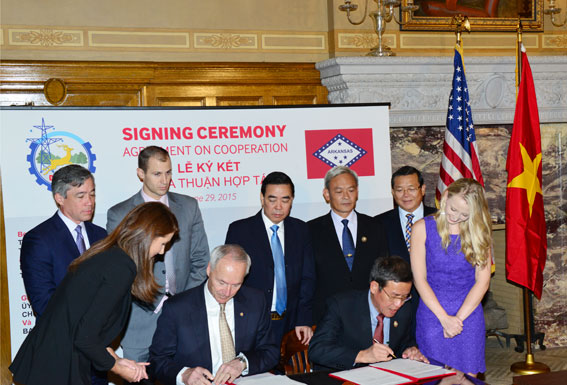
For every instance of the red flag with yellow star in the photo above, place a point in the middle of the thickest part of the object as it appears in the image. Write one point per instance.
(526, 236)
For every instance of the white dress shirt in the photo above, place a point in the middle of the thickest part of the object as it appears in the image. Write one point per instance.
(374, 321)
(72, 226)
(417, 215)
(213, 315)
(281, 231)
(352, 226)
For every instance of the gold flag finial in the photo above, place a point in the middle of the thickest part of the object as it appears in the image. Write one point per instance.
(461, 24)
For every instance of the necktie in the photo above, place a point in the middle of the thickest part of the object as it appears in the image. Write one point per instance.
(379, 332)
(409, 224)
(279, 270)
(79, 240)
(169, 271)
(348, 244)
(227, 343)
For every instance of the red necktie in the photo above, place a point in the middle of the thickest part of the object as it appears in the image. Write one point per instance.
(379, 332)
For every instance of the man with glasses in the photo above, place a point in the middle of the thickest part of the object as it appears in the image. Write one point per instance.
(408, 190)
(371, 326)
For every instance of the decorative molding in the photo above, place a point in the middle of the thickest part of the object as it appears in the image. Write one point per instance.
(289, 41)
(555, 41)
(418, 87)
(225, 40)
(483, 41)
(133, 39)
(363, 40)
(45, 37)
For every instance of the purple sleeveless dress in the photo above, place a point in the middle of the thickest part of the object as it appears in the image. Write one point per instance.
(451, 277)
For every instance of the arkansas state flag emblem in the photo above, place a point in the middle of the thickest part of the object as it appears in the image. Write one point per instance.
(326, 149)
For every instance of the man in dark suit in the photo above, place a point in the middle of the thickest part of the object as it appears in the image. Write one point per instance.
(217, 331)
(366, 327)
(183, 265)
(282, 259)
(345, 243)
(408, 190)
(49, 248)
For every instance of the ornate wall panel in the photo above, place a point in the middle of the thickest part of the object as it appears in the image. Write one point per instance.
(46, 83)
(158, 84)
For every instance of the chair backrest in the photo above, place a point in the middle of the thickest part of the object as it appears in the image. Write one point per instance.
(293, 354)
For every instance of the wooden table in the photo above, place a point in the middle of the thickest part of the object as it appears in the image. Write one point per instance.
(551, 378)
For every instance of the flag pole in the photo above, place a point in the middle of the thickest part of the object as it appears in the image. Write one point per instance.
(529, 366)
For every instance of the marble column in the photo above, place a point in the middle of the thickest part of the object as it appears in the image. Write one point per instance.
(417, 89)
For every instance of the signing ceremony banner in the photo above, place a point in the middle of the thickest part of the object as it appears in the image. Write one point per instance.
(219, 156)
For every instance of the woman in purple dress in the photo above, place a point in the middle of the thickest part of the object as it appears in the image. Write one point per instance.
(450, 259)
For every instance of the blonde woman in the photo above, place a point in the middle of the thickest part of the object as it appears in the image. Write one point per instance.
(450, 259)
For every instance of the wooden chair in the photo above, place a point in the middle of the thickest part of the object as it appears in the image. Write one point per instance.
(293, 354)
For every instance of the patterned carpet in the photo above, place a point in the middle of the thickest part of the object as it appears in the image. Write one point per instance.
(499, 360)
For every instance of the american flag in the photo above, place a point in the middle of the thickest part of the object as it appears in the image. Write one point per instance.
(460, 153)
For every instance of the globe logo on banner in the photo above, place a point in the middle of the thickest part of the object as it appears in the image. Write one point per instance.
(53, 150)
(352, 148)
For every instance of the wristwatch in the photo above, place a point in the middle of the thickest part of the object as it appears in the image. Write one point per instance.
(241, 359)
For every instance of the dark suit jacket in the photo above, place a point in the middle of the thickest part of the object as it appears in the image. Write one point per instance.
(250, 233)
(390, 221)
(86, 313)
(346, 329)
(190, 251)
(182, 335)
(47, 250)
(332, 273)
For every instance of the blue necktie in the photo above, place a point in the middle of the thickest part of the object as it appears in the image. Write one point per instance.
(348, 244)
(80, 241)
(279, 270)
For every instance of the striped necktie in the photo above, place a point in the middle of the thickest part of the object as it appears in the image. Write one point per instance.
(409, 224)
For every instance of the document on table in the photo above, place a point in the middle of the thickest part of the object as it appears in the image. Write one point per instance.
(413, 369)
(264, 379)
(370, 376)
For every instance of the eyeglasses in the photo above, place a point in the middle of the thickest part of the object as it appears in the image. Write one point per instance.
(402, 298)
(411, 190)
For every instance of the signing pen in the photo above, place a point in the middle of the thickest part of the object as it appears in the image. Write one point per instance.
(389, 355)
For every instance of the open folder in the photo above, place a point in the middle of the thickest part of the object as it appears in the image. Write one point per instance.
(396, 372)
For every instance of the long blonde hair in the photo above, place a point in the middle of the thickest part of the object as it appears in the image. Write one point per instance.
(476, 232)
(134, 236)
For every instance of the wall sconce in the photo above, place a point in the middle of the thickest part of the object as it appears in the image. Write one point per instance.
(383, 14)
(553, 11)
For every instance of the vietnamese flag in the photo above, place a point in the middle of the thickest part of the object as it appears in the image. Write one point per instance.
(526, 236)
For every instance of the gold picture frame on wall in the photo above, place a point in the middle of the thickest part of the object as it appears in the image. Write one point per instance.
(484, 15)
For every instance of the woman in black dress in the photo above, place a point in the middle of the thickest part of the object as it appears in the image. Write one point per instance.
(90, 307)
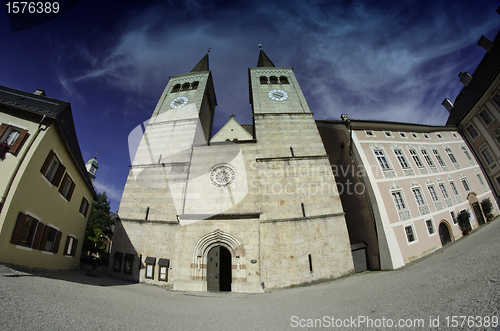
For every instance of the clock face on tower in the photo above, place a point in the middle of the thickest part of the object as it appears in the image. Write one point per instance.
(178, 102)
(278, 95)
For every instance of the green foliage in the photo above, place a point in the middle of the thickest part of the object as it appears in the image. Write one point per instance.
(464, 221)
(99, 225)
(487, 207)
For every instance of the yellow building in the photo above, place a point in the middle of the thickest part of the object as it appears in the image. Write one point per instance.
(45, 190)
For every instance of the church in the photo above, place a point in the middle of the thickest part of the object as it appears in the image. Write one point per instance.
(250, 208)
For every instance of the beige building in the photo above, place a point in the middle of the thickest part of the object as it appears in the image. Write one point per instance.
(46, 192)
(402, 186)
(476, 111)
(253, 208)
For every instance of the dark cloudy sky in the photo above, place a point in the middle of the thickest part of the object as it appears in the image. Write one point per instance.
(383, 60)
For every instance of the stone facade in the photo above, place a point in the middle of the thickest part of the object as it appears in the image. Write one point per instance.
(268, 198)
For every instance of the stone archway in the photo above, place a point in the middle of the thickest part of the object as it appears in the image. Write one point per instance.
(229, 253)
(445, 233)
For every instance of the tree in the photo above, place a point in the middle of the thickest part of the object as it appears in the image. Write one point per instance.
(487, 207)
(99, 225)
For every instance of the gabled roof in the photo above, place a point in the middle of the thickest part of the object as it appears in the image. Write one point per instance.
(57, 110)
(232, 130)
(202, 65)
(487, 70)
(264, 60)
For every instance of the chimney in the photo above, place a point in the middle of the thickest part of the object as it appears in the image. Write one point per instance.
(485, 43)
(40, 92)
(447, 104)
(465, 78)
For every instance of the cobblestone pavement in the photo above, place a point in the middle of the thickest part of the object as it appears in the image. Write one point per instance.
(462, 279)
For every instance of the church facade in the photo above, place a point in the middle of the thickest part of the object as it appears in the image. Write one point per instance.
(254, 207)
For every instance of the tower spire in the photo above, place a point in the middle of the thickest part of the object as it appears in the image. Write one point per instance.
(203, 64)
(264, 60)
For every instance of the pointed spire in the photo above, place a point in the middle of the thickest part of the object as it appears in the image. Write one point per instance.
(264, 61)
(203, 64)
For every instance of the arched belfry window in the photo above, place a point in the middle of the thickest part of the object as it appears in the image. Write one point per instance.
(176, 88)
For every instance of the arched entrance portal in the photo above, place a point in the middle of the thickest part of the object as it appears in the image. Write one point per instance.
(219, 269)
(444, 234)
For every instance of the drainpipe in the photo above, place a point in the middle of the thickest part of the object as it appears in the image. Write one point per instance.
(21, 160)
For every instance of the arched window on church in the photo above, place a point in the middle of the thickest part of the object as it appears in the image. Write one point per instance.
(176, 88)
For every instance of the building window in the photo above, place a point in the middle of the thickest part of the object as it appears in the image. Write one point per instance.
(465, 183)
(52, 169)
(439, 158)
(453, 188)
(50, 240)
(430, 226)
(129, 261)
(454, 217)
(398, 200)
(433, 194)
(427, 157)
(163, 265)
(67, 187)
(496, 99)
(416, 158)
(480, 179)
(401, 158)
(486, 116)
(488, 157)
(71, 246)
(472, 131)
(418, 196)
(84, 207)
(410, 236)
(444, 192)
(450, 155)
(466, 153)
(27, 232)
(150, 263)
(13, 136)
(379, 154)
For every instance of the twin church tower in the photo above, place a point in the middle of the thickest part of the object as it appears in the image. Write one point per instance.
(250, 208)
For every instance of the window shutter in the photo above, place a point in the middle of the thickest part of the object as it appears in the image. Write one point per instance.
(44, 238)
(71, 190)
(74, 247)
(58, 176)
(64, 181)
(66, 245)
(3, 128)
(58, 240)
(18, 230)
(17, 144)
(38, 235)
(46, 164)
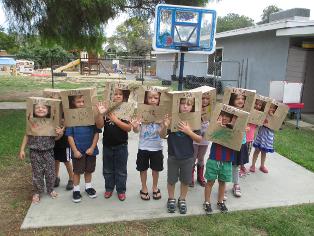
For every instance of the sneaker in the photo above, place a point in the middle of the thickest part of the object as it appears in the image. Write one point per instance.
(182, 206)
(236, 190)
(171, 205)
(76, 196)
(57, 182)
(207, 208)
(263, 169)
(69, 185)
(222, 207)
(252, 169)
(107, 194)
(121, 196)
(91, 192)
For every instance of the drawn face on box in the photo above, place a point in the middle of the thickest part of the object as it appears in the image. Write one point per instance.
(121, 95)
(237, 100)
(205, 100)
(227, 119)
(272, 109)
(259, 105)
(187, 105)
(152, 98)
(41, 111)
(76, 101)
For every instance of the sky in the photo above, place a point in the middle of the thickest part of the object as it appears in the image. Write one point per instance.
(250, 8)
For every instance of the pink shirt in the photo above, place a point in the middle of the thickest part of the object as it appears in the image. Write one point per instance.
(250, 133)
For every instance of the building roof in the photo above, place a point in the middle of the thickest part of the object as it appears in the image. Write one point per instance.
(283, 28)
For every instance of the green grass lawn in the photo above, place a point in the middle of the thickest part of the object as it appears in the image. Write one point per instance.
(295, 220)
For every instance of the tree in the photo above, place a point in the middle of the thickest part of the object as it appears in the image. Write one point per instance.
(233, 21)
(74, 24)
(134, 35)
(267, 12)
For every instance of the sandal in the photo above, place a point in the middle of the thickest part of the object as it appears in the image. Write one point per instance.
(182, 206)
(144, 196)
(53, 194)
(36, 198)
(156, 195)
(171, 205)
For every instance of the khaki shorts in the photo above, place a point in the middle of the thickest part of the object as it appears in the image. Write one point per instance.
(84, 164)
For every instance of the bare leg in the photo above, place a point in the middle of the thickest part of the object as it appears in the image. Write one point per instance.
(221, 190)
(69, 167)
(208, 190)
(171, 189)
(184, 191)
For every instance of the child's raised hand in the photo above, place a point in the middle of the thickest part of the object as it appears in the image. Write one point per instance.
(113, 117)
(22, 155)
(166, 121)
(135, 122)
(184, 127)
(102, 109)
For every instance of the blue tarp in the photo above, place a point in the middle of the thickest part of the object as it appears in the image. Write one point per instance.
(7, 61)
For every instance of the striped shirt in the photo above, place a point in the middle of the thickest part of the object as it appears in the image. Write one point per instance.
(221, 153)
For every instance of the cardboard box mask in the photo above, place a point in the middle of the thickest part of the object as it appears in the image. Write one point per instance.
(227, 126)
(231, 95)
(209, 97)
(260, 110)
(194, 102)
(126, 108)
(84, 115)
(274, 121)
(153, 94)
(43, 116)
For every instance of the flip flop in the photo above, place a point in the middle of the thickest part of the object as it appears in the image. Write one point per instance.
(155, 195)
(146, 198)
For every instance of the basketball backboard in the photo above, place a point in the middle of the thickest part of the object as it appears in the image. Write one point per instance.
(184, 28)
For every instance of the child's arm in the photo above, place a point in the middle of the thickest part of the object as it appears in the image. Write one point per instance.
(22, 149)
(164, 126)
(90, 150)
(76, 152)
(59, 132)
(124, 126)
(136, 123)
(185, 128)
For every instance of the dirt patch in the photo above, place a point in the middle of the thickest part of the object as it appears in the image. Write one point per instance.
(19, 96)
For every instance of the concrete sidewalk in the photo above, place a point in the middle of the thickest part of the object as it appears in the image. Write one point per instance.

──────────────────────────────

▶ What is required
Copy the records from the line with "For every instance of the basketball" through the end of the records, renaming "dirt patch" to "mud patch" and keeping all else the same.

▶ Result below
For every instance of the basketball backboard in the photo above, place a point in the middle of the thickest part of the object as it appears in the image. Write one point per instance.
(184, 28)
For every instance of the child's arm in the photo above, place a point in the middle of the thickest part of the object as it appears in the image. Write one point per instance.
(22, 149)
(164, 126)
(90, 150)
(76, 152)
(59, 132)
(124, 126)
(136, 123)
(185, 128)
For every instance of the mud patch in the photo above, place a point in the middle of the thickest part of the object as it appears in the image. Write one point per instance.
(19, 96)
For every instance of the concrete sidewalk in the photo above, place a point in the middle of the thickest part of the object as it appears in the image. Write one point per instance.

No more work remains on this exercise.